> _THE PROBLEM_: Can you recast every line of all the records below as a Markdown table with the columns Row and Line, numbering each row, skipping blank lines, and leaving the pictures out?

> _DATA SHOWN_:
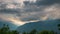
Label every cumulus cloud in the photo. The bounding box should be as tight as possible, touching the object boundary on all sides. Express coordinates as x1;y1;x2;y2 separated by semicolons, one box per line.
0;0;60;25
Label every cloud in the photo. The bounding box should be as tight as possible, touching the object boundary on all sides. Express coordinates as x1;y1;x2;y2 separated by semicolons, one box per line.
36;0;60;6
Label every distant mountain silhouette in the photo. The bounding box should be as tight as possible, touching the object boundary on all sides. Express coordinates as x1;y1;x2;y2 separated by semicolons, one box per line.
0;21;17;30
17;19;60;32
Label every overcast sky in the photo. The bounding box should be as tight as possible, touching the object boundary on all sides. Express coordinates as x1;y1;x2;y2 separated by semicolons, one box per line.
0;0;60;26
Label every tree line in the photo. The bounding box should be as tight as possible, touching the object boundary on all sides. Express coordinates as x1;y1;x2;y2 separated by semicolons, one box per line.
0;24;60;34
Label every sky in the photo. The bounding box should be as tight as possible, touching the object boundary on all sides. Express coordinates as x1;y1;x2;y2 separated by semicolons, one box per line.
0;0;60;26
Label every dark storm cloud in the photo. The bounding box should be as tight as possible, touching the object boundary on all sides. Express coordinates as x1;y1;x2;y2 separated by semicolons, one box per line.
36;0;60;6
0;9;19;14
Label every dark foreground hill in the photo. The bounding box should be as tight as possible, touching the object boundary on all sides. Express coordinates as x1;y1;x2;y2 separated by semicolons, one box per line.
17;19;60;32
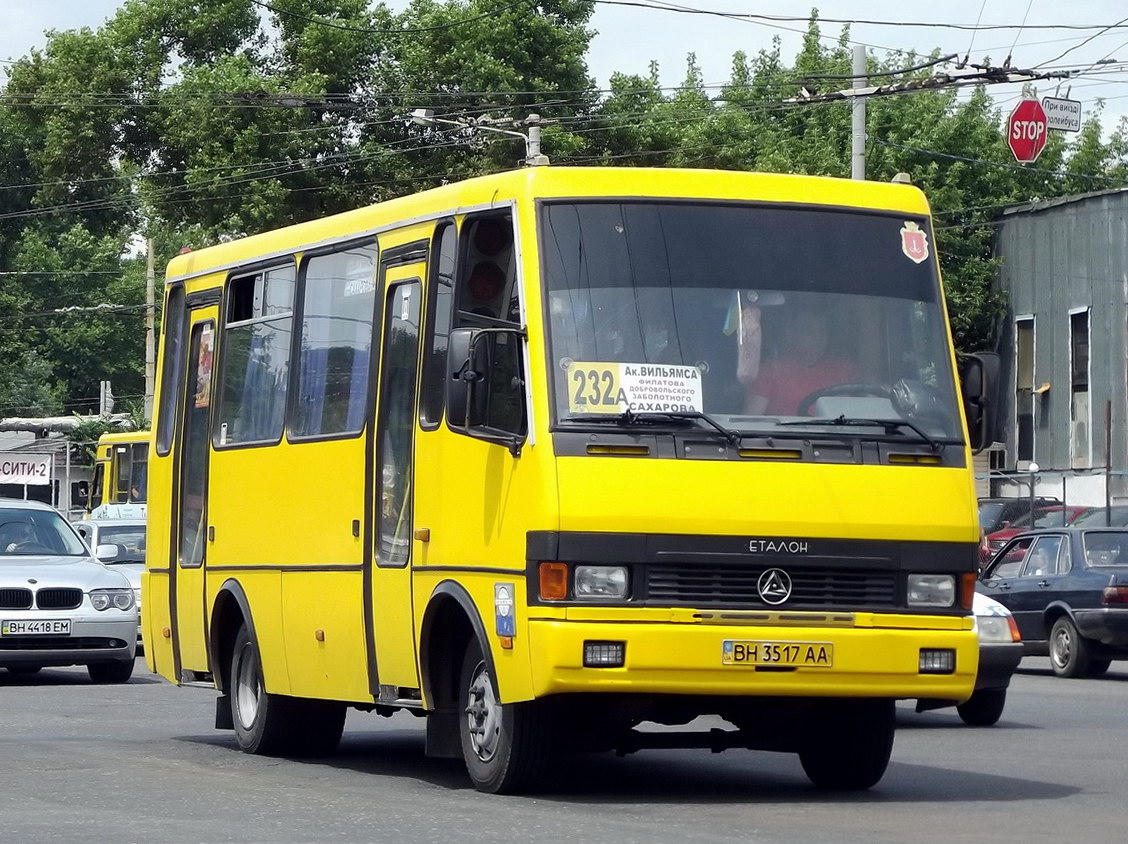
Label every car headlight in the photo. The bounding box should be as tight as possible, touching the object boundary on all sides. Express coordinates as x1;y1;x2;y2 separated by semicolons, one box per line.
572;565;627;600
908;574;955;607
90;589;133;613
976;606;1022;642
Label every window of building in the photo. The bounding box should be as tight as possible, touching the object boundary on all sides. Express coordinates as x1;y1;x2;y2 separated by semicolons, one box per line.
1069;308;1092;469
1014;317;1034;461
290;244;378;437
215;265;294;446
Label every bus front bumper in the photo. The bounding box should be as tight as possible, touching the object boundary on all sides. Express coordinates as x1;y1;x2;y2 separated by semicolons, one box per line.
529;619;979;701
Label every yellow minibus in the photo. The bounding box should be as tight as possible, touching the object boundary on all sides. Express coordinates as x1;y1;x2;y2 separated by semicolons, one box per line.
142;167;990;792
85;431;149;519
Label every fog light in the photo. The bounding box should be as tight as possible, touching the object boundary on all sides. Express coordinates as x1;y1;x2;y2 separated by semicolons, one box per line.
583;642;627;668
920;648;955;674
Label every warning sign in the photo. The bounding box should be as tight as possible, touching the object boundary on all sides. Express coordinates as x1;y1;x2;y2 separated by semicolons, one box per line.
566;361;704;413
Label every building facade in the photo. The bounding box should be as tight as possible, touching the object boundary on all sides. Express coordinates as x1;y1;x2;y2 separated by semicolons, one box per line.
992;190;1128;505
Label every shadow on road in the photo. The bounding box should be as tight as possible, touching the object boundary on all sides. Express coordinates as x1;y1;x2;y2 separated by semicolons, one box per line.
176;728;1081;805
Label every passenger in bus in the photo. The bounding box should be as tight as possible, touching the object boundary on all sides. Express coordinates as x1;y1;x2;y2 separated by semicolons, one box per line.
737;304;865;416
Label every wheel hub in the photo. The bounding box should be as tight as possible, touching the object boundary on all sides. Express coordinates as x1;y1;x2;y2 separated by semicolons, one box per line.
235;643;263;730
466;662;501;762
1054;628;1073;668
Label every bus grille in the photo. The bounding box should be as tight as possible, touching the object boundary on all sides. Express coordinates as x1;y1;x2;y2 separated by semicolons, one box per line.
0;588;32;609
646;563;897;609
35;588;82;609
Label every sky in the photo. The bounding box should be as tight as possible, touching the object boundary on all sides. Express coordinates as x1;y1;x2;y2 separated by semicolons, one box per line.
0;0;1128;130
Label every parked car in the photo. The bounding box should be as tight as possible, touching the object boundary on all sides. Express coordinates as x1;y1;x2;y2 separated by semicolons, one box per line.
0;499;138;683
987;504;1092;554
917;591;1023;727
979;495;1061;534
73;519;146;647
979;528;1128;677
1073;504;1128;527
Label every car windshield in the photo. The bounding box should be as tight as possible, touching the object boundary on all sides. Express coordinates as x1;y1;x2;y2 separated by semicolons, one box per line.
98;525;144;564
541;202;962;440
1082;530;1128;566
1073;507;1128;527
0;508;87;561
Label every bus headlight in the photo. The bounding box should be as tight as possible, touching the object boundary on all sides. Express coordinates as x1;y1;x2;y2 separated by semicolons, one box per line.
572;565;629;600
90;589;133;613
907;574;955;607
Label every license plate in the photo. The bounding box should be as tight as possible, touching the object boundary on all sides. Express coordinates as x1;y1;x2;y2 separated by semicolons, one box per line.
0;618;70;636
721;639;835;668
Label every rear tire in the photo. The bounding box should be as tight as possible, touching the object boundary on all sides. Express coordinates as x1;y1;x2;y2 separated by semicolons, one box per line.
799;700;896;791
227;625;345;756
955;688;1006;727
458;639;554;794
1050;616;1093;677
86;659;133;683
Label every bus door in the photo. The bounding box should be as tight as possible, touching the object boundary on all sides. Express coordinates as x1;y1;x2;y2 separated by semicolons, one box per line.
368;258;425;697
169;306;219;677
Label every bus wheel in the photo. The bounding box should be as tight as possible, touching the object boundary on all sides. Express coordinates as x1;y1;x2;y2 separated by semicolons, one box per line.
799;701;896;791
227;625;346;756
459;639;553;794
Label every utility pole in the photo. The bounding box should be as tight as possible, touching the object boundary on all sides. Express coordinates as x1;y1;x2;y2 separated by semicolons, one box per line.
849;44;869;179
144;237;157;419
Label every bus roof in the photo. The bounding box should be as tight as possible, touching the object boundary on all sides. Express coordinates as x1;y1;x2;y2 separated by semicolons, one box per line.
166;167;928;281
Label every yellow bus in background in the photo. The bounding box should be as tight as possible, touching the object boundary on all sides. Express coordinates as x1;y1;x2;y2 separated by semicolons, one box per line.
85;431;150;519
143;167;990;792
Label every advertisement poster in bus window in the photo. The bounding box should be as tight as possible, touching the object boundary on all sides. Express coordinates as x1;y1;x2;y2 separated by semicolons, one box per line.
196;324;214;407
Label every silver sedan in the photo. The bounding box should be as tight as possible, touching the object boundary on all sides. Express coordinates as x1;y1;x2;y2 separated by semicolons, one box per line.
0;499;138;683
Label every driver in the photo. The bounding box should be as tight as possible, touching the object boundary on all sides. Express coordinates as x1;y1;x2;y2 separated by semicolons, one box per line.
738;305;863;416
0;521;35;554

> _RESULT OF THE EXERCISE_:
| Row | Line |
|---|---|
| 1 | Label every cumulus cloud in the photo. The bounding box should be as tight as possible, touching the object boundary on all sides. Express coordinates as x1;y1;x2;y2 separated by semicolons, one box per line. |
| 2 | 0;0;60;25 |
| 3 | Label every cloud in the photo. The bounding box should be as tight as possible, touching the object boundary on all sides. Express coordinates as x1;y1;x2;y2 separated by semicolons, one box per line. |
| 4 | 36;0;60;6 |
| 5 | Label every distant mountain silhouette in the photo. The bounding box should be as tight as possible, touching the object boundary on all sides. Express coordinates as x1;y1;x2;y2 separated by semicolons, one box per line. |
| 6 | 0;21;17;30 |
| 7 | 17;19;60;32 |
| 8 | Label every overcast sky in the photo. The bounding box should be as tight as possible, touching the object boundary on all sides. Express coordinates as x1;y1;x2;y2 separated by semicolons, one box per line. |
| 9 | 0;0;60;26 |
| 10 | Label every tree line in the photo. The bounding box should be as tight as possible, touching the object boundary on all sides. Express coordinates as x1;y1;x2;y2 separated by semicolons, one box per line. |
| 11 | 0;24;60;34 |
| 12 | Label every sky in the photo. The bounding box should be as tight as possible, touching the object boundary on all sides. Express coordinates as x1;y1;x2;y2 separated by semicolons, one box per line. |
| 13 | 0;0;60;26 |
| 14 | Label every dark storm cloud in the photo. The bounding box should be as tight as possible, touching the object boundary on all sides. Express coordinates as x1;y1;x2;y2 separated by semicolons, one box per line. |
| 15 | 36;0;60;6 |
| 16 | 0;9;19;14 |
| 17 | Label every dark foreground hill in the photo. The bounding box should be as tight as possible, touching the object boundary on all sides. Express coordinates as x1;y1;x2;y2 separated by semicolons, one box per line. |
| 18 | 17;19;60;32 |
| 19 | Label every car headlight in the photo. The bounding box should be as tight as possible, touching the object boundary on all sides. Express coordinates as x1;y1;x2;y2 separated by semicolons, one box per line. |
| 20 | 572;565;627;600 |
| 21 | 908;574;955;607 |
| 22 | 90;589;133;613 |
| 23 | 976;606;1022;642 |
| 24 | Label every window of building in the photo. The bounding box should be as tight as possible, touching the object boundary on all sides. Express coordinates as x1;y1;x2;y2 separated by semicolons, one box per line. |
| 25 | 1069;308;1092;469 |
| 26 | 1014;317;1034;461 |
| 27 | 290;244;378;437 |
| 28 | 215;265;294;446 |
| 29 | Label every bus front bumper in the photo. The bounding box should be as tight as possible, touching the object boundary on all sides. Express coordinates as x1;y1;x2;y2 separated by semicolons, one box per line. |
| 30 | 529;619;979;701 |
| 31 | Label every yellow minibus in the photo. The bounding box should be as tight as possible, touching the object boundary on all sides. Express coordinates as x1;y1;x2;y2 separated by semicolons, one box per line. |
| 32 | 142;167;990;792 |
| 33 | 85;431;149;519 |
| 34 | Label every fog light in the photo. The bounding box should be as tight as possible, touching the object boundary on all sides. Express coordinates as x1;y1;x2;y2 separated by semicolons, one box per line. |
| 35 | 583;642;627;668 |
| 36 | 920;648;955;674 |
| 37 | Label every warning sign in the photo. The bounding box should be as tight as possible, touching the object boundary on all sides. Express coordinates as x1;y1;x2;y2 separated by semicolons, one box per line. |
| 38 | 566;361;704;413 |
| 39 | Label every building facade in the photo. The bounding box should be as tight as possible, touching the object boundary on all sides. Express coordinates as x1;y1;x2;y2 separated by semicolons, one box per line. |
| 40 | 992;190;1128;505 |
| 41 | Label every shadow on road in the photo. The bounding box should be as tight as possible, touching the object boundary on all sides. Express coordinates as x1;y1;x2;y2 separated by semicolons, one box per line. |
| 42 | 176;728;1081;805 |
| 43 | Label every passenger in bus in the photo. The bounding box should be as tight as possible, touching the object boundary on all sides. Express coordinates as x1;y1;x2;y2 separated by semicolons, one box per line. |
| 44 | 737;304;865;416 |
| 45 | Label every wheel hub in the photo. The bounding box should be as tight as possible, touching the object boundary on all sides. Express coordinates as x1;y1;x2;y2 separated by semicolons, one box per line. |
| 46 | 235;643;263;730 |
| 47 | 466;662;501;762 |
| 48 | 1054;628;1073;668 |
| 49 | Label every bus grille in the photo. The bounding box should be as tight as possible, touching the object boundary on all sides. Express coordinates as x1;y1;x2;y2 separated by semicolons, one box per line. |
| 50 | 0;588;32;609 |
| 51 | 646;563;897;609 |
| 52 | 35;588;82;609 |
| 53 | Label every sky in the photo. The bounding box should be as tight as possible, touching the object boundary on all sides. Express coordinates as x1;y1;x2;y2 separated by semicolons, one box per line. |
| 54 | 0;0;1128;130 |
| 55 | Label every parked car in the photo. The bounding box should be as tight as possible, touching the object boundary on all sides. Express coordinates as x1;y1;x2;y2 separated by semicolons, one box per line. |
| 56 | 0;499;138;683 |
| 57 | 987;504;1092;554 |
| 58 | 917;591;1023;727 |
| 59 | 979;495;1061;534 |
| 60 | 73;519;146;647 |
| 61 | 979;528;1128;677 |
| 62 | 1073;504;1128;527 |
| 63 | Label every car windshield in the photo. The bounding box should be as tight as possible, touching the object boundary on all sides. Express coordinates as x1;y1;x2;y2 separated by semicolons, one box per line. |
| 64 | 98;525;144;564 |
| 65 | 541;202;962;440 |
| 66 | 1082;530;1128;566 |
| 67 | 1073;507;1128;527 |
| 68 | 0;508;87;561 |
| 69 | Label every bus headlight in the photo. The bounding box should be as tight as possible, touching the object boundary on all sides. Express coordinates as x1;y1;x2;y2 separated by semicolons, one box per line. |
| 70 | 572;565;629;600 |
| 71 | 90;589;133;613 |
| 72 | 907;574;955;607 |
| 73 | Label every license plate in the photo. The bounding box should be as tight as possible, touching the object boundary on all sides. Express coordinates as x1;y1;x2;y2 separated by semicolons, one box per line. |
| 74 | 0;618;70;636 |
| 75 | 721;639;835;668 |
| 76 | Label every rear tire in the photo. The bounding box should be as tight as possible, touching the object boundary on all sides. Express coordinates as x1;y1;x2;y2 separated by semicolons, one box per line. |
| 77 | 799;700;896;791 |
| 78 | 227;625;345;756 |
| 79 | 955;688;1006;727 |
| 80 | 458;639;554;794 |
| 81 | 1050;616;1093;677 |
| 82 | 86;659;133;683 |
| 83 | Label every bus door in the photo. The bounding box should be as tight as possible, touching the object boundary on all sides. Express coordinates as x1;y1;x2;y2 separated by semicolons, one box per line. |
| 84 | 368;258;425;697 |
| 85 | 169;306;219;677 |
| 86 | Label every bus wheel in the photo. The bounding box should be as tight as possible, touching the object boundary on all sides. Express coordinates as x1;y1;x2;y2 separated by semicolons, one box per line. |
| 87 | 799;701;896;791 |
| 88 | 227;625;346;756 |
| 89 | 459;639;553;794 |
| 90 | Label every utility pole in the photo. The bounding box should be as tight as possible, touching the object boundary on all sides. Express coordinates as x1;y1;x2;y2 separated by semicolons, one box per line. |
| 91 | 849;44;869;179 |
| 92 | 144;237;157;419 |
| 93 | Label every bus roof in the photo. The bounding box should be as tight as possible, touching the object boundary on all sides. Express coordinates as x1;y1;x2;y2 separated by semicolons, one box per line. |
| 94 | 166;167;928;281 |
| 95 | Label every yellow bus in background in the photo. The bounding box should be as tight as possible, touching the object boundary on all sides. Express coordinates as x1;y1;x2;y2 separated by semicolons, one box per line. |
| 96 | 85;431;150;519 |
| 97 | 143;167;990;792 |
| 98 | Label every advertisement poster in bus window in the photo. The bounding box should be as tight as possible, touching the object boundary on all sides. Express coordinates as x1;y1;x2;y2 separated by semicolons, one box per line. |
| 99 | 196;324;214;407 |
| 100 | Label every silver sedan in the photo. The bounding box should be as tight as possible, touching the object boundary on all sides. Express coordinates as x1;y1;x2;y2 separated by semicolons, one box per line. |
| 101 | 0;499;138;683 |
| 102 | Label every driver in the photo. The bounding box should be as tight as possible, touching the object boundary on all sides. Express coordinates as x1;y1;x2;y2 separated by semicolons, one box per line. |
| 103 | 738;305;863;416 |
| 104 | 0;521;35;554 |